→ **Extrait de l'article**
----
Menu
Libération
Critique

Dans la gueule de l'oeuvre

Article réservé aux abonnés
Le héros décrépit de Paul Auster est-il prisonnier dans le manuscrit de son auteur?
publié le 15 février 2007 à 6h03

Après les aimables Brooklyn Follies, Paul Auster revient aux mises en abyme angoissées. Sans forcément émouvoir, peut-être sans viser autre chose qu'un artisanat sans défaut, il enferme un vieux monsieur dans une chambre. Un appareillage sophistiqué enregistre son comportement et sa voix, c'est à partir de ce matériel que travaille l'invisible narrateur : il n'a pas d'état d'âme, il rend compte. Et, tout de suite, l'incroyable agilité du romancier met la scène en mouvement, allège le procédé, donne un nom à ce Mr. Blank dont la forme vide se remplit à l'instant sous nos yeux.
----
→ **Données fournies**
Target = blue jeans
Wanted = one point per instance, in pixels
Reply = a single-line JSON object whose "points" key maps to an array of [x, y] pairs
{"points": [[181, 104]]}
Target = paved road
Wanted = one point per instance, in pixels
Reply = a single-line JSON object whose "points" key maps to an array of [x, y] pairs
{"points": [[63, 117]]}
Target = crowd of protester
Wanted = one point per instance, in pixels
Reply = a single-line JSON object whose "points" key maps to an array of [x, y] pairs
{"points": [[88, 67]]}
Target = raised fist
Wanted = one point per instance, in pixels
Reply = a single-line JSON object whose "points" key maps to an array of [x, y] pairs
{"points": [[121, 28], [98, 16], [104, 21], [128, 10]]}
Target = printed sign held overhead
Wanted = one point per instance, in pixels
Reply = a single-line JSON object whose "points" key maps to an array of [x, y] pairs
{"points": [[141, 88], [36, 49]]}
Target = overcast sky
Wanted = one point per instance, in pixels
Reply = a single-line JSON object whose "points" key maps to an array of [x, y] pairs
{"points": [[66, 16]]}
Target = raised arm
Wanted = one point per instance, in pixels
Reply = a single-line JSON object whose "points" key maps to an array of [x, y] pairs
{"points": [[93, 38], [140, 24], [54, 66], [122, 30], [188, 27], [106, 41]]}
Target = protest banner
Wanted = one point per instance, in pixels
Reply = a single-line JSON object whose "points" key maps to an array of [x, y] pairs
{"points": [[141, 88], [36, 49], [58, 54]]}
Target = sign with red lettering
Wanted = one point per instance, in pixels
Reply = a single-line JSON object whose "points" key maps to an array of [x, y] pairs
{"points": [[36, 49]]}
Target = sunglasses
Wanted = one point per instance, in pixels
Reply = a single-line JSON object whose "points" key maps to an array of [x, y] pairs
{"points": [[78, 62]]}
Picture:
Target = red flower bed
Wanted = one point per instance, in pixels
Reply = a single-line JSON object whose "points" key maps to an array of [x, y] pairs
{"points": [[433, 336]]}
----
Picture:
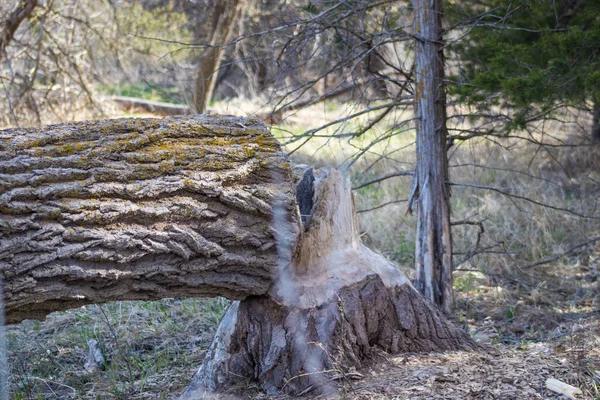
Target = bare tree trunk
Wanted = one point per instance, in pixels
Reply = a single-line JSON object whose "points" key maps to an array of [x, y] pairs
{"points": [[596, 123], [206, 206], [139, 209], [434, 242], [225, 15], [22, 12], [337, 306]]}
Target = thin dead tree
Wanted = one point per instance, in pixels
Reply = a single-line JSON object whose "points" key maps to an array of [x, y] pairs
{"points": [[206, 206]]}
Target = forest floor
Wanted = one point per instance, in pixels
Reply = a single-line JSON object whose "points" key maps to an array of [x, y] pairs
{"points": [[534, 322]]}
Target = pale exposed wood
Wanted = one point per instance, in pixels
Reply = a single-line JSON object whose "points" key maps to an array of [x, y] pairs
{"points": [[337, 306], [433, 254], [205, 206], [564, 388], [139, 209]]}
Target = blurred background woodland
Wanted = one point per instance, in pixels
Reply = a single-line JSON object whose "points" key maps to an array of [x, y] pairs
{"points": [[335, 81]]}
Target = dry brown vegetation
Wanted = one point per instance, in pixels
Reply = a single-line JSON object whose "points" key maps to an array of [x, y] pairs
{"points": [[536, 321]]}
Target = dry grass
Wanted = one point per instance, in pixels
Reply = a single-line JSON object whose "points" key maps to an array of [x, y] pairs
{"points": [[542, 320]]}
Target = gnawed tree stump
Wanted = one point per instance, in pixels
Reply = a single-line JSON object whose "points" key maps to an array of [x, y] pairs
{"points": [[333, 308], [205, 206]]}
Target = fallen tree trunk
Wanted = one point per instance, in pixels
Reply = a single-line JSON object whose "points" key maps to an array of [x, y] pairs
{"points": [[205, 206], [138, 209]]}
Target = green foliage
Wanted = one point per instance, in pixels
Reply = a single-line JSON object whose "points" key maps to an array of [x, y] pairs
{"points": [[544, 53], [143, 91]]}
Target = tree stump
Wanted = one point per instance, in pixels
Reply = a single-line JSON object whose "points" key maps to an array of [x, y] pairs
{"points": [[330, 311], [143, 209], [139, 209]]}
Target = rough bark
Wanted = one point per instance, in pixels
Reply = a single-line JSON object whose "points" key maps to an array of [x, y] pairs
----
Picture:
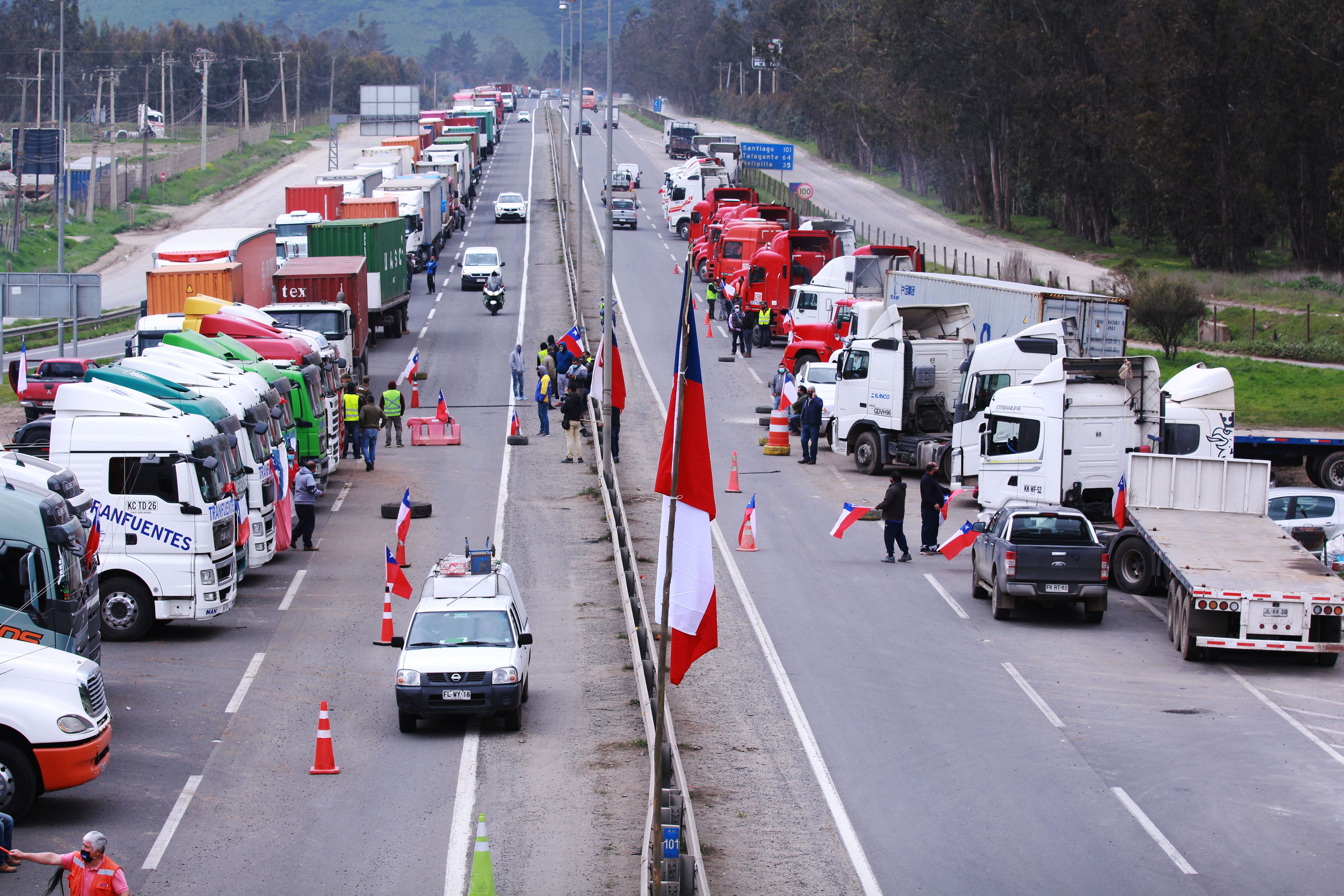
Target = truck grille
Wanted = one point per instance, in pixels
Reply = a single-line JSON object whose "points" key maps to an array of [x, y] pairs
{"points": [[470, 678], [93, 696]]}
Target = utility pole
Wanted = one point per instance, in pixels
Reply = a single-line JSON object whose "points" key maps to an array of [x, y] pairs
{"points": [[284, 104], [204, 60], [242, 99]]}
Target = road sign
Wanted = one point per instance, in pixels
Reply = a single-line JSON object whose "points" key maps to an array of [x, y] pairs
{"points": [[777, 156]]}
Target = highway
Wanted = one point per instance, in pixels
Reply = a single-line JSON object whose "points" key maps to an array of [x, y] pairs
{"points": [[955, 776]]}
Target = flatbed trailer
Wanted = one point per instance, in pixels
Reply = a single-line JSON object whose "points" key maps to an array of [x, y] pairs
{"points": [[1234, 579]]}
----
→ **Ce qu'on demande**
1: Recopiez sans rien changer le passage de la critique sur le roman de Paul Auster qui commence aux mots « Article réservé aux » et s'arrête après « sous nos yeux. ».
2: Reprenez la critique sur le roman de Paul Auster là où elle s'arrête et écrivez la suite.

→ **Réponses attendues**
1:
Article réservé aux abonnés
Le héros décrépit de Paul Auster est-il prisonnier dans le manuscrit de son auteur?
publié le 15 février 2007 à 6h03

Après les aimables Brooklyn Follies, Paul Auster revient aux mises en abyme angoissées. Sans forcément émouvoir, peut-être sans viser autre chose qu'un artisanat sans défaut, il enferme un vieux monsieur dans une chambre. Un appareillage sophistiqué enregistre son comportement et sa voix, c'est à partir de ce matériel que travaille l'invisible narrateur : il n'a pas d'état d'âme, il rend compte. Et, tout de suite, l'incroyable agilité du romancier met la scène en mouvement, allège le procédé, donne un nom à ce Mr. Blank dont la forme vide se remplit à l'instant sous nos yeux.

2:
Une chambre, donc, meublée de manière élémentaire, un bureau, un fauteuil à roulettes, un lit. Il faut bien une porte pour laisser entrer et sortir les protagonistes, mais Mr. Blank ignore si cette porte est ouverte ou fermée, de même que le placard est difficile à localiser. La fenêtre, verrouillée, lui est interdite. Il se trouve peu ou prou dans la même situation que le prisonnier dont il est question dans le manuscrit posé sur son bureau. Un manuscrit signé John Trause, anagramme d'Auster et personnage d'écrivain dans un précédent roman, la Nuit de l'oracle.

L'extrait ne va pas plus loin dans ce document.